-- Start Records provided --
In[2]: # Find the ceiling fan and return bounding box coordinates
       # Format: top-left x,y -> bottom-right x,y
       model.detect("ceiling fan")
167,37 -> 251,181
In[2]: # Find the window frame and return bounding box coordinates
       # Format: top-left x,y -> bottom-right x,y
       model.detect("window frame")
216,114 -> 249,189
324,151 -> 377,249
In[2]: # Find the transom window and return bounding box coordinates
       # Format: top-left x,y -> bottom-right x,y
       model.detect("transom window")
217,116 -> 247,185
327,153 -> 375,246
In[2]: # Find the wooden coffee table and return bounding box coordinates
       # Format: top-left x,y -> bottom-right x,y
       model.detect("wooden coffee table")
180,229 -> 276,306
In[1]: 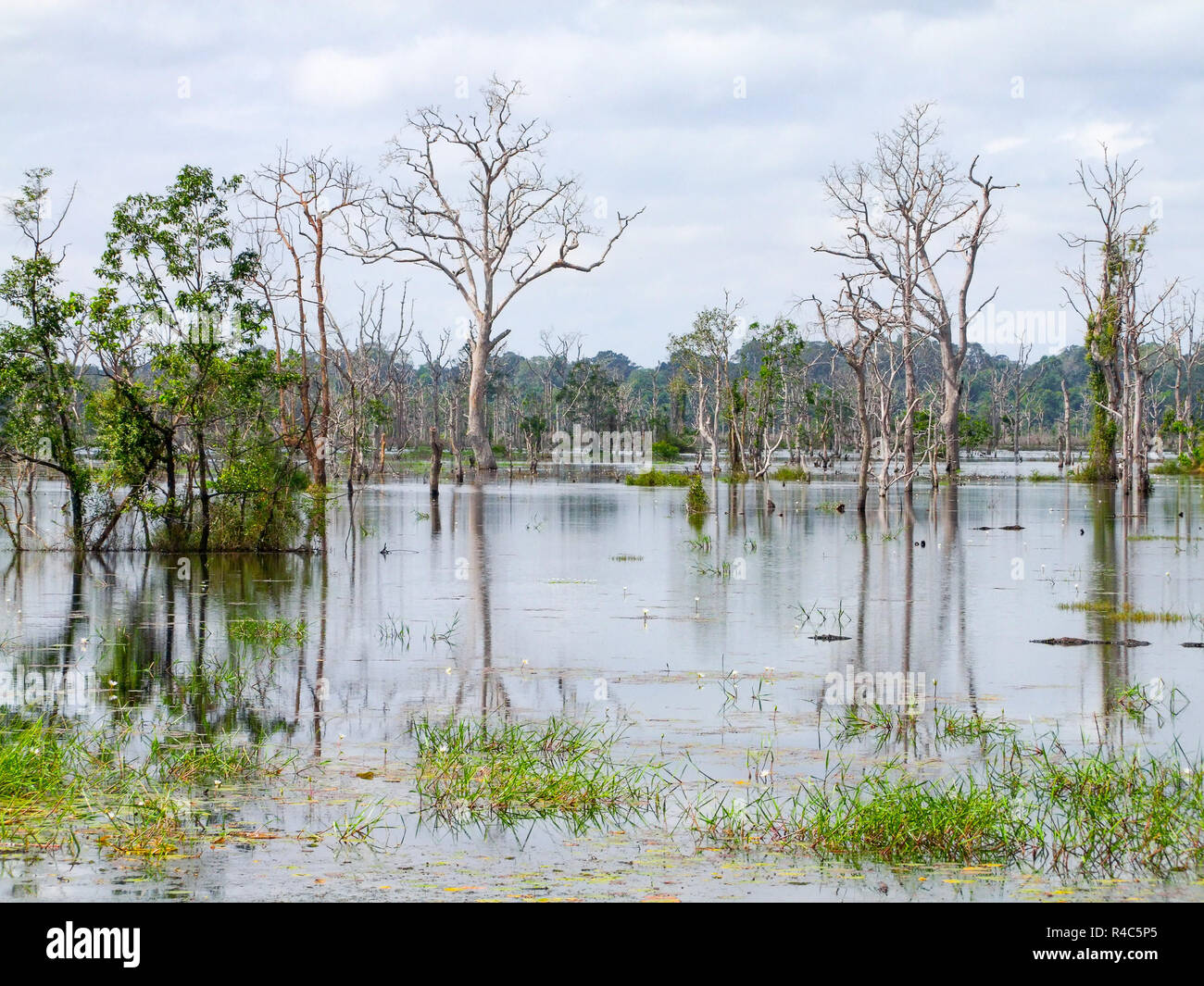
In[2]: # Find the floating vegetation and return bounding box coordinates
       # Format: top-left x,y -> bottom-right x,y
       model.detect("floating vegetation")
795,601 -> 852,627
685,473 -> 710,517
686,734 -> 1204,875
410,718 -> 663,823
623,468 -> 701,486
0,714 -> 289,857
377,614 -> 410,646
426,609 -> 460,644
1057,601 -> 1187,624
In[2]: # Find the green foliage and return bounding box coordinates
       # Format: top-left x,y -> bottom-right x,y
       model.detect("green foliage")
685,473 -> 710,517
623,469 -> 690,486
770,466 -> 810,482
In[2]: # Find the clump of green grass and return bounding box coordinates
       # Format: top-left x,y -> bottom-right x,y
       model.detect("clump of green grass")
377,614 -> 412,646
0,715 -> 285,857
412,718 -> 661,823
1059,600 -> 1186,624
834,696 -> 1016,745
686,734 -> 1204,875
226,618 -> 308,648
623,468 -> 690,486
694,767 -> 1036,862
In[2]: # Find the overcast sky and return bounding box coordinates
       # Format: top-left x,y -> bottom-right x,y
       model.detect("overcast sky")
0,0 -> 1204,364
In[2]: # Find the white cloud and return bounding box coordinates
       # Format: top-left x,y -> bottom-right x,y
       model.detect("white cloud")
983,137 -> 1028,154
1059,121 -> 1151,157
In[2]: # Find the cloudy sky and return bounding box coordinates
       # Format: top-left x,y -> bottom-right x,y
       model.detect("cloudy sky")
0,0 -> 1204,364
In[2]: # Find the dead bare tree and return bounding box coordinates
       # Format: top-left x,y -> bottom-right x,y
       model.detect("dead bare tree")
245,147 -> 369,486
808,274 -> 890,514
1062,147 -> 1177,497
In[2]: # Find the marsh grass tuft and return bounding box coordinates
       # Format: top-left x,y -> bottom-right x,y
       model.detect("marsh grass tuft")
410,718 -> 661,823
1059,600 -> 1187,624
0,715 -> 288,857
623,468 -> 690,486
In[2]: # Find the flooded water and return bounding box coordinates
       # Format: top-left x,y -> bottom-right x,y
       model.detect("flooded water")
0,471 -> 1204,899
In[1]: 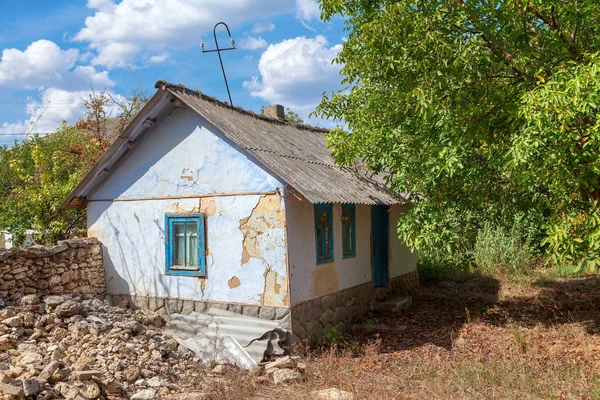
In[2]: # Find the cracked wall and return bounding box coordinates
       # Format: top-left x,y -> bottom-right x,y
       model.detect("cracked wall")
88,105 -> 289,306
239,195 -> 289,306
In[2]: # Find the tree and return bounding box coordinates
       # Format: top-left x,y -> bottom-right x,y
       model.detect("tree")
317,0 -> 600,269
285,108 -> 304,124
260,106 -> 304,124
0,86 -> 148,245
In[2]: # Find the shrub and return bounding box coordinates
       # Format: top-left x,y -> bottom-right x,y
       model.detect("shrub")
473,224 -> 539,274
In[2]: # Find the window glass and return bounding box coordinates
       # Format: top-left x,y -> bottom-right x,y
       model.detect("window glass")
315,204 -> 333,264
165,214 -> 205,276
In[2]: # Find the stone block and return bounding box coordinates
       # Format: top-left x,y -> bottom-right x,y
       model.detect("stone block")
242,305 -> 259,317
258,306 -> 275,320
206,302 -> 229,310
148,297 -> 165,311
227,303 -> 244,314
133,296 -> 150,310
165,298 -> 183,314
194,301 -> 206,313
275,307 -> 290,320
181,300 -> 194,315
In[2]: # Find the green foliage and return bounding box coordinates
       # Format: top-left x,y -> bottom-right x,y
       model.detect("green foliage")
473,224 -> 536,274
0,123 -> 102,244
285,108 -> 304,123
317,0 -> 600,270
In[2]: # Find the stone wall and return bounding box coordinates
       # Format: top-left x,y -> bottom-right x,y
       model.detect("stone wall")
0,238 -> 106,302
107,294 -> 290,327
292,271 -> 419,341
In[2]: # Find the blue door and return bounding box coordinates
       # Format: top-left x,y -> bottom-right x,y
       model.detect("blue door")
371,206 -> 389,287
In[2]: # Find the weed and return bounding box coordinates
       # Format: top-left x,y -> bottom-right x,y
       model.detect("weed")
362,319 -> 377,333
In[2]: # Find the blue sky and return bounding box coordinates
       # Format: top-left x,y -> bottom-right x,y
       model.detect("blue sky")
0,0 -> 344,144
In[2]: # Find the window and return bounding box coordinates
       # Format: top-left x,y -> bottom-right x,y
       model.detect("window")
165,214 -> 205,276
315,204 -> 333,264
342,204 -> 356,258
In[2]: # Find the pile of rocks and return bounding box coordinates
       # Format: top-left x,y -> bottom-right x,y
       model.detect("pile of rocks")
259,356 -> 306,385
0,294 -> 202,400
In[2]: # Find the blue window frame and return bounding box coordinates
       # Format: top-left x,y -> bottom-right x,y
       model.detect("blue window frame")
165,214 -> 206,276
315,204 -> 333,264
342,204 -> 356,258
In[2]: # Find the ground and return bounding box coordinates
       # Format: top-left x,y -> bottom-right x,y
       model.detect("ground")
0,275 -> 600,400
202,276 -> 600,399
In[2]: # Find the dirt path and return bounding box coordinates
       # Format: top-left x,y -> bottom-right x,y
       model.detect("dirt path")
243,276 -> 600,399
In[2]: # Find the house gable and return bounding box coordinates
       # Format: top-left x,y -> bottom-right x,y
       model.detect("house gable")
87,108 -> 284,201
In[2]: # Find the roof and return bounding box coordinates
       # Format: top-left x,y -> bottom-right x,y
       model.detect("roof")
63,81 -> 401,207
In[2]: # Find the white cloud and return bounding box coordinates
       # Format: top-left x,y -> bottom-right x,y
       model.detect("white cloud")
244,35 -> 341,115
240,36 -> 269,50
296,0 -> 321,21
150,51 -> 169,64
74,0 -> 294,67
252,21 -> 275,33
0,40 -> 114,89
0,88 -> 126,138
0,122 -> 27,135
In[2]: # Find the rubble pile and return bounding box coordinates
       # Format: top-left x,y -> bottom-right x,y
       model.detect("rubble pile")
0,294 -> 201,400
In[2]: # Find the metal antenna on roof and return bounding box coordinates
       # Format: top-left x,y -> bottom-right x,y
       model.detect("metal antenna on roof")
200,22 -> 236,107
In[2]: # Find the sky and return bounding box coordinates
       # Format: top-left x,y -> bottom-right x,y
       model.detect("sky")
0,0 -> 344,145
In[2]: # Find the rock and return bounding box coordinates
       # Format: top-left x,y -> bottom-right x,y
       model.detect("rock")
0,338 -> 17,351
2,315 -> 23,328
49,368 -> 71,383
131,389 -> 156,400
23,378 -> 43,397
44,296 -> 67,309
56,382 -> 79,400
0,381 -> 23,398
120,365 -> 141,382
213,364 -> 225,374
273,369 -> 302,385
79,381 -> 101,400
310,388 -> 354,400
54,300 -> 81,318
0,371 -> 12,383
38,361 -> 60,381
19,352 -> 44,365
146,376 -> 169,387
265,356 -> 296,371
21,294 -> 40,306
71,370 -> 102,381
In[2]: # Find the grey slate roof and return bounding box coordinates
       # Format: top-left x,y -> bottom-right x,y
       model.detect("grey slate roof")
156,81 -> 399,204
62,81 -> 404,207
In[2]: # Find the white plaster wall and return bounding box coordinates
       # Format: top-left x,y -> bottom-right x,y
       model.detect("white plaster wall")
286,195 -> 416,305
88,195 -> 287,306
286,196 -> 372,305
87,108 -> 283,200
389,205 -> 417,278
87,109 -> 289,306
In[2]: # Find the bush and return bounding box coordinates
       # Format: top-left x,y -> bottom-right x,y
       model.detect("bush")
473,224 -> 539,274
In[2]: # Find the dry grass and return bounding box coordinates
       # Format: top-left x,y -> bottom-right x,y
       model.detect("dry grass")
175,276 -> 600,400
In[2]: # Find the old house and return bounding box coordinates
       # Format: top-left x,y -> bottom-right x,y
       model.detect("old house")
63,81 -> 418,338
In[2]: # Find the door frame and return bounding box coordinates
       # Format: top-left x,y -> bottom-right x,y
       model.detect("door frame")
371,205 -> 390,288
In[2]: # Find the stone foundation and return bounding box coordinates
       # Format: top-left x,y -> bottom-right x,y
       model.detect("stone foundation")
107,294 -> 290,328
0,238 -> 106,302
292,271 -> 419,341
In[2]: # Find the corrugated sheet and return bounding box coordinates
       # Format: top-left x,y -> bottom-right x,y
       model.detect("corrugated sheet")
162,81 -> 401,204
61,81 -> 404,207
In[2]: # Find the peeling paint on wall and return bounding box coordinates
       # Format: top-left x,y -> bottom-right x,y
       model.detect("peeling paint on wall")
310,263 -> 340,298
88,106 -> 289,306
227,276 -> 241,289
239,195 -> 289,306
-- End Records provided --
▸ **What the task asks**
Put the records from the line containing "In[2]: # Find the rubble" through the line containing "175,276 -> 600,400" into a Markdown table with the columns Number and Record line, one row per line and no blank lines.

▸ **Final result**
| Number | Record line |
|---|---|
| 1 | In[2]: # Find the rubble pile and return bounding box coordinates |
| 2 |        # Format: top-left x,y -> bottom-right x,y |
| 3 |        model.detect("rubble pile") |
| 4 | 0,294 -> 201,400 |
| 5 | In[2]: # Find the metal antenna on roof and return bounding box coordinates |
| 6 |        # Format: top-left x,y -> bottom-right x,y |
| 7 |        model.detect("metal antenna on roof") |
| 8 | 200,22 -> 236,107 |
| 9 | In[2]: # Find the sky and return bounding box coordinates |
| 10 |        # Format: top-left x,y -> bottom-right x,y |
| 11 |        model.detect("sky") |
| 12 | 0,0 -> 344,145 |
| 13 | In[2]: # Find the rock and return bounding box coordinates |
| 14 |        # Format: top-left x,y -> bottom-right x,y |
| 15 |        model.detect("rock") |
| 16 | 0,338 -> 17,351 |
| 17 | 2,315 -> 23,328 |
| 18 | 49,368 -> 71,383 |
| 19 | 131,389 -> 156,400 |
| 20 | 23,378 -> 43,397 |
| 21 | 44,296 -> 67,309 |
| 22 | 56,382 -> 79,400 |
| 23 | 0,381 -> 23,398 |
| 24 | 120,365 -> 141,382 |
| 25 | 213,364 -> 225,374 |
| 26 | 273,369 -> 302,385 |
| 27 | 79,381 -> 101,400 |
| 28 | 310,388 -> 354,400 |
| 29 | 54,300 -> 81,318 |
| 30 | 0,371 -> 12,383 |
| 31 | 38,361 -> 60,381 |
| 32 | 19,352 -> 44,365 |
| 33 | 146,376 -> 169,387 |
| 34 | 265,356 -> 296,371 |
| 35 | 21,294 -> 40,306 |
| 36 | 71,370 -> 102,381 |
| 37 | In[2]: # Find the grey slate roof and return bounding box coordinates |
| 38 |        # Format: top-left x,y -> bottom-right x,y |
| 39 |        model.detect("grey slate roof") |
| 40 | 156,81 -> 399,204 |
| 41 | 62,81 -> 404,207 |
| 42 | In[2]: # Find the white plaster wall and return bounding box coordinates |
| 43 |        # Format: top-left x,y -> bottom-right x,y |
| 44 |        model.detect("white plaster wall") |
| 45 | 286,195 -> 416,305 |
| 46 | 88,195 -> 287,306 |
| 47 | 286,196 -> 372,305 |
| 48 | 87,108 -> 283,200 |
| 49 | 389,205 -> 417,278 |
| 50 | 87,109 -> 289,306 |
| 51 | In[2]: # Find the bush and return bounding box coordinates |
| 52 |        # Format: top-left x,y -> bottom-right x,y |
| 53 |        model.detect("bush") |
| 54 | 473,224 -> 539,274 |
| 55 | In[2]: # Find the dry grass and return bounding box coordinates |
| 56 |        # Format: top-left x,y -> bottom-right x,y |
| 57 |        model.detect("dry grass") |
| 58 | 175,276 -> 600,400 |